» **Testo fornito**
────────────────────
Sono appena scaduti i termini per le domande del servizio civile universale. In realtà la scadenza era prevista per il 15 febbraio ma, a ridosso della chiusura, decine di associazioni hanno chiesto di prorogare: le domande arrivate per i bandi, pareva, non bastavano a coprire i posti disponibili e così si è deciso di arrivare al 22 febbraio. Eppure il servizio di volontariato riservato ai giovani tra i 18 e i 28 anni, a cui va un rimborso spese di 500 euro circa al mese, è sempre stato partecipato. Un recente rapporto del dipartimento delle Politiche giovanili e il servizio civile, che è in seno alla Presidenza del Consiglio, ha infatti rilevato che il 95 per cento di chi ne ha preso parte ne è stato soddisfatto e lo consiglierebbe. Da qualche anno a questa parte, però, si fa fatica a trovare interessati, i posti messi a disposizione si sono gradualmente ridotti a meno di metà, non viene pubblicizzato adeguatamente in scuole e università, i tempi per iscriversi sono molto brevi. Soprattutto, non esiste un monitoraggio che riesca a capire se e come domanda e offerta si incontrano nei vari territori e nei diversi settori: la realtà è che ci sono casi in cui le domande sono più dei posti e altri in cui restano vacanti.

Accade ad esempio nelle Misericordie: “Il numero delle domande – spiegano al Fatto dalla Confederazione Nazionale – è più basso rispetto al numero dei posti messi a bando. Naturalmente si parla di numeri assoluti senza entrare nel merito delle singole regioni o province. E anche se la proroga di una settimana potrebbe diminuire questa percentuale siamo ancora lontani dalla totale copertura di tutti i posti per tutte le sedi”. Al 13 febbraio, c’erano circa 1.000 domande arrivate contro una disponibilità di 1.660 posti. In alcune sedi, però, i progetti erano stati già interamente coperti mentre in altre non era arrivata neanche una domanda. Se in Sardegna, Calabria, Basilicata la copertura era quasi totale, nelle regioni centro settentrionali come Toscana, Lombardia, Emilia Romagna si stanno registrando molte difficoltà.
────────────────────
» **Consegna 1**
Rendi come elenco JSON di stringhe le righe dei record che cominciano da quella contenente "# point at: glowing" e terminano alla fine dei record, una stringa per riga e senza righe vuote.

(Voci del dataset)
────────────────────
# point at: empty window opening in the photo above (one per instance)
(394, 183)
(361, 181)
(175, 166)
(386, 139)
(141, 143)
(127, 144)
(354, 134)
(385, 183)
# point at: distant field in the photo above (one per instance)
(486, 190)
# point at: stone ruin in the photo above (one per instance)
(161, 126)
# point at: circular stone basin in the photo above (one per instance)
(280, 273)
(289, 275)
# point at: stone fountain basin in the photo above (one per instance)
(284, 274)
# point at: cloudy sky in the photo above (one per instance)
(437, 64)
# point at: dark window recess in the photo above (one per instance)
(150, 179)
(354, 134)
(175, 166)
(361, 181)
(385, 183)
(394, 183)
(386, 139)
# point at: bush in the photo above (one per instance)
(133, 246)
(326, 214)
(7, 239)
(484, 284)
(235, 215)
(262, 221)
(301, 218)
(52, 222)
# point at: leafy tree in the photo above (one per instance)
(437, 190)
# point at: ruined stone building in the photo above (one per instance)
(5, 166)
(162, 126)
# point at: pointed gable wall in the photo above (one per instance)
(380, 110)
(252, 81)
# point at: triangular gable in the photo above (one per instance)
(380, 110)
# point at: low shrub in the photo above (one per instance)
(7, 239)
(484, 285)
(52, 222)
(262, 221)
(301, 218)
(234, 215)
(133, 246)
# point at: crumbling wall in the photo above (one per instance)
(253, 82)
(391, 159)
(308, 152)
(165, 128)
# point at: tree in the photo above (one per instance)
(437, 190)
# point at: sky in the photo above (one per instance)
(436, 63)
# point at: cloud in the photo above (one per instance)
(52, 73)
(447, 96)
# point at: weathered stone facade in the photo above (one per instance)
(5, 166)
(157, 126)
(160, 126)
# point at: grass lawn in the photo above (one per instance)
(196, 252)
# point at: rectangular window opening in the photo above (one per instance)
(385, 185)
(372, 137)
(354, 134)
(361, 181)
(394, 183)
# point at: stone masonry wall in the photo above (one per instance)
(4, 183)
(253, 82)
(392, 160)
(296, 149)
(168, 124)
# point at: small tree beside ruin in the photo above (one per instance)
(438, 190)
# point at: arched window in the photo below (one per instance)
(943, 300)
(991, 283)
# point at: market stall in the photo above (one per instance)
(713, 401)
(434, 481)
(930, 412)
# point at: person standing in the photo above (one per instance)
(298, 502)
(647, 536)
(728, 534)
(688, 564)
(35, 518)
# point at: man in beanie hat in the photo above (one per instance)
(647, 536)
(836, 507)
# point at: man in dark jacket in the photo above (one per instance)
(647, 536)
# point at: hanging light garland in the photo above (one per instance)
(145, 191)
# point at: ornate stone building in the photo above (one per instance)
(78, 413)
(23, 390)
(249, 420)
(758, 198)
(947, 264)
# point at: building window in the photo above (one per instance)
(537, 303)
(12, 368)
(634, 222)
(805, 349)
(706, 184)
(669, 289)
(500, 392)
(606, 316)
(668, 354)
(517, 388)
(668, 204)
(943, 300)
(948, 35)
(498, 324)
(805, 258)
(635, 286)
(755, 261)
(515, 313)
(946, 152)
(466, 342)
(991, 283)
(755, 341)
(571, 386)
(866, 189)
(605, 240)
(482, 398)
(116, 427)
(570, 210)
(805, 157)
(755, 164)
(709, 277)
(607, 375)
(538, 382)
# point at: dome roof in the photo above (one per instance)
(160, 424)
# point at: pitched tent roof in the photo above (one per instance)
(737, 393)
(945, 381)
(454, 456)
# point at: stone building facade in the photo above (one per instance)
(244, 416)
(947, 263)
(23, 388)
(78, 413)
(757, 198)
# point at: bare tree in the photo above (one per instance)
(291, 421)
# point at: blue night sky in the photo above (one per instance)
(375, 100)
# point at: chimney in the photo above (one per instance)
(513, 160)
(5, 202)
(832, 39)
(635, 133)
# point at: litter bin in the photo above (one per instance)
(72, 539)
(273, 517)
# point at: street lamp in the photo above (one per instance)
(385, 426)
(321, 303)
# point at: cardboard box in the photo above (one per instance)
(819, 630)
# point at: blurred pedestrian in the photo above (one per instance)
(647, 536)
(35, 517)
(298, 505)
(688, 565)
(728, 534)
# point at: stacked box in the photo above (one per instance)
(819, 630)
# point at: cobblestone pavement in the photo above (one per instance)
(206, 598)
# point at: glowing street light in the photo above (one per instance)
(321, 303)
────────────────────
» **Consegna 2**
Ricopia dal testo sul servizio civile universale il passo che comincia con "Accade ad esempio" e termina con "registrando molte difficoltà.".

» **Risposta completa 1**
[
  "# point at: glowing street light in the photo above (one per instance)",
  "(321, 303)"
]

» **Risposta completa 2**
Accade ad esempio nelle Misericordie: “Il numero delle domande – spiegano al Fatto dalla Confederazione Nazionale – è più basso rispetto al numero dei posti messi a bando. Naturalmente si parla di numeri assoluti senza entrare nel merito delle singole regioni o province. E anche se la proroga di una settimana potrebbe diminuire questa percentuale siamo ancora lontani dalla totale copertura di tutti i posti per tutte le sedi”. Al 13 febbraio, c’erano circa 1.000 domande arrivate contro una disponibilità di 1.660 posti. In alcune sedi, però, i progetti erano stati già interamente coperti mentre in altre non era arrivata neanche una domanda. Se in Sardegna, Calabria, Basilicata la copertura era quasi totale, nelle regioni centro settentrionali come Toscana, Lombardia, Emilia Romagna si stanno registrando molte difficoltà.